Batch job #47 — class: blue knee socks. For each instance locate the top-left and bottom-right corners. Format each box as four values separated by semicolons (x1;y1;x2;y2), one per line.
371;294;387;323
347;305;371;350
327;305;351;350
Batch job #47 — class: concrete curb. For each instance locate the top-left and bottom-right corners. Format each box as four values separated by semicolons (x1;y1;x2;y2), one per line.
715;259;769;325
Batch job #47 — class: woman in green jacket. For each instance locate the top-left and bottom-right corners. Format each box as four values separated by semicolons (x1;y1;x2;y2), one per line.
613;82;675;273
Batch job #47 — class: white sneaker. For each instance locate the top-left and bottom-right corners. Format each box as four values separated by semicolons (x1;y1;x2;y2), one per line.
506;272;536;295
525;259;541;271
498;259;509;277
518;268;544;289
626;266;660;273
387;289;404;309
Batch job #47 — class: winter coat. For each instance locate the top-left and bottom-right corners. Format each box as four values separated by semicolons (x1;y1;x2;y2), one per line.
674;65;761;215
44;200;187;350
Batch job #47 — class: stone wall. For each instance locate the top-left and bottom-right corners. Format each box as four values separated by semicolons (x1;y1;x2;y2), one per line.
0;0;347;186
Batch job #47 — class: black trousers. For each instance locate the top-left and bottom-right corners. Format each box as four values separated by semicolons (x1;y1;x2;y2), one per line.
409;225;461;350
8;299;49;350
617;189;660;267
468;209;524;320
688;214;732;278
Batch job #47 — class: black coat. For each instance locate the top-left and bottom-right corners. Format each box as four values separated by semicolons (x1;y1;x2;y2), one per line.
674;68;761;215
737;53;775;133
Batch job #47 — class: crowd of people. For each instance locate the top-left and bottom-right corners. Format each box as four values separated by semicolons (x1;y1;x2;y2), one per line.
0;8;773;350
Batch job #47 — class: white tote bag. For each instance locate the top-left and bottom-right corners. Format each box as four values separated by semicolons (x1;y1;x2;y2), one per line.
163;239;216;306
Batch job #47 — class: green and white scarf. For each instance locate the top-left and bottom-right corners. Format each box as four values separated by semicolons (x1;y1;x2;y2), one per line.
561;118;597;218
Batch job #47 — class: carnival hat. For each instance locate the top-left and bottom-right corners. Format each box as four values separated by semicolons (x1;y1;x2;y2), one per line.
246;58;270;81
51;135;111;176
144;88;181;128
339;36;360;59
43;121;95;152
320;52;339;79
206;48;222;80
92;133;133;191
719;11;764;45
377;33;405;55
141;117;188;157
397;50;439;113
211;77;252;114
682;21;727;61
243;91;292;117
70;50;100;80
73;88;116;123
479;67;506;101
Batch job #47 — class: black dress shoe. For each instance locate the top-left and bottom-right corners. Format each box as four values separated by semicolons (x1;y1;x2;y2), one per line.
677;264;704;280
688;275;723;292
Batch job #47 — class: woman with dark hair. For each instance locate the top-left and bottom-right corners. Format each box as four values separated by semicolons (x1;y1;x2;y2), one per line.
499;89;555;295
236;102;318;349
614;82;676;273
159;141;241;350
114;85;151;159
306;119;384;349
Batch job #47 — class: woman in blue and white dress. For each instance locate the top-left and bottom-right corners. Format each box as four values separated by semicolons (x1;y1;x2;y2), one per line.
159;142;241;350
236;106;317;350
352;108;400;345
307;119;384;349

----------

Recast the entries above as a JSON list of strings, one string for each line, and leave out any blank lines.

SOLVED EXERCISE:
[
  "Batch job #47 — class: blue knee socks. For each instance locate the top-left and bottom-right corners. Format each box as four values separated by semicolons (x1;y1;x2;y2), one per line.",
  "371;294;387;323",
  "347;305;371;350",
  "327;305;351;350",
  "Batch job #47 — class: concrete curb. For each instance locate the top-left and bottom-right corners. Format each box as four values separated by semicolons (x1;y1;x2;y2), one per line.",
  "715;259;769;325",
  "Batch job #47 — class: woman in green jacket. For each instance locate the top-left and bottom-right corners. Format each box as four values separated by semicolons (x1;y1;x2;y2), one per line.",
  "613;82;675;273",
  "Batch job #47 — class: white sneaker. For each instance locate the top-left and bottom-right corners. Format each box as four values separated by semicolons (x1;y1;x2;y2), one per line.",
  "506;272;536;295",
  "525;259;541;271",
  "498;259;509;277",
  "518;268;544;289",
  "626;266;660;273",
  "387;289;404;309",
  "Batch job #47 — class: winter coat. For each instance locate the top-left and bottom-right corners. Format each box as four values separated by semicolons (x1;y1;x2;y2), one per line.",
  "674;65;761;215",
  "44;200;187;350",
  "Batch job #47 — class: stone wall. For each instance locate the top-left and bottom-right corners. Format each box as four values separated by semicolons (x1;y1;x2;y2), one per line.",
  "0;0;347;186",
  "Batch job #47 — class: black trousers. For each instance locate the top-left and bottom-right corners. Format each box as four values separated by semicolons (x1;y1;x2;y2), one per line.",
  "409;225;461;350",
  "8;299;49;350",
  "617;189;660;267",
  "468;209;524;320",
  "688;214;732;278",
  "Batch job #47 — class: black coat. For each instance locate the top-left and bottom-right corners. Format each box as four values separated by semicolons (x1;y1;x2;y2), one per line.",
  "674;68;761;215",
  "737;53;775;133",
  "Batch job #47 — class: crowd of people. For each instance locate the top-left and bottom-right corners. Format each box as four values separated by semicolons (x1;y1;x2;y2), one per line.",
  "0;8;773;350",
  "Batch job #47 — class: white tote bag. For each instance locate the top-left and bottom-right corners. Format each box as four values separated by semicolons (x1;y1;x2;y2), one per line.",
  "163;239;216;306",
  "Batch job #47 — class: green and white scarf. For each instance locate the top-left and bottom-right corners. Format each box as four values separated by semicolons (x1;y1;x2;y2), one per line.",
  "561;118;597;218",
  "Batch job #47 — class: carnival hat. For each instance locate the top-left and bottom-right corners. Format each box as four values separated by semicolons (x1;y1;x2;y2), one per line.",
  "246;58;270;81",
  "51;135;111;176",
  "144;88;181;128",
  "339;36;360;59",
  "43;121;95;152",
  "320;52;339;79",
  "206;48;222;80",
  "92;133;133;191",
  "719;11;764;45",
  "377;33;405;55",
  "141;117;188;157",
  "397;50;439;113",
  "211;77;252;114",
  "682;21;727;61",
  "243;91;292;117",
  "70;50;100;80",
  "73;88;116;123",
  "479;67;506;101",
  "Batch job #47 — class: black dress shoe. For each instance locate the top-left and bottom-right corners. Format each box as four values separated by semicolons (x1;y1;x2;y2), one per line.",
  "677;264;704;280",
  "688;275;723;292",
  "Batch job #47 — class: woman with dark hair. For each instance locate the top-left and bottom-right corners. Format each box as four values separated by semicolons (x1;y1;x2;y2), one per line.",
  "499;89;555;295",
  "236;102;318;349",
  "614;82;676;273",
  "159;141;241;350",
  "114;85;151;159",
  "306;119;384;349",
  "Batch job #47 — class: woman in blue and white dress. For each instance locate the top-left and bottom-right corners. Format each box as four values separated by semicolons (x1;y1;x2;y2), one per line.",
  "159;142;241;350",
  "236;106;317;350",
  "352;108;400;345",
  "307;119;384;349"
]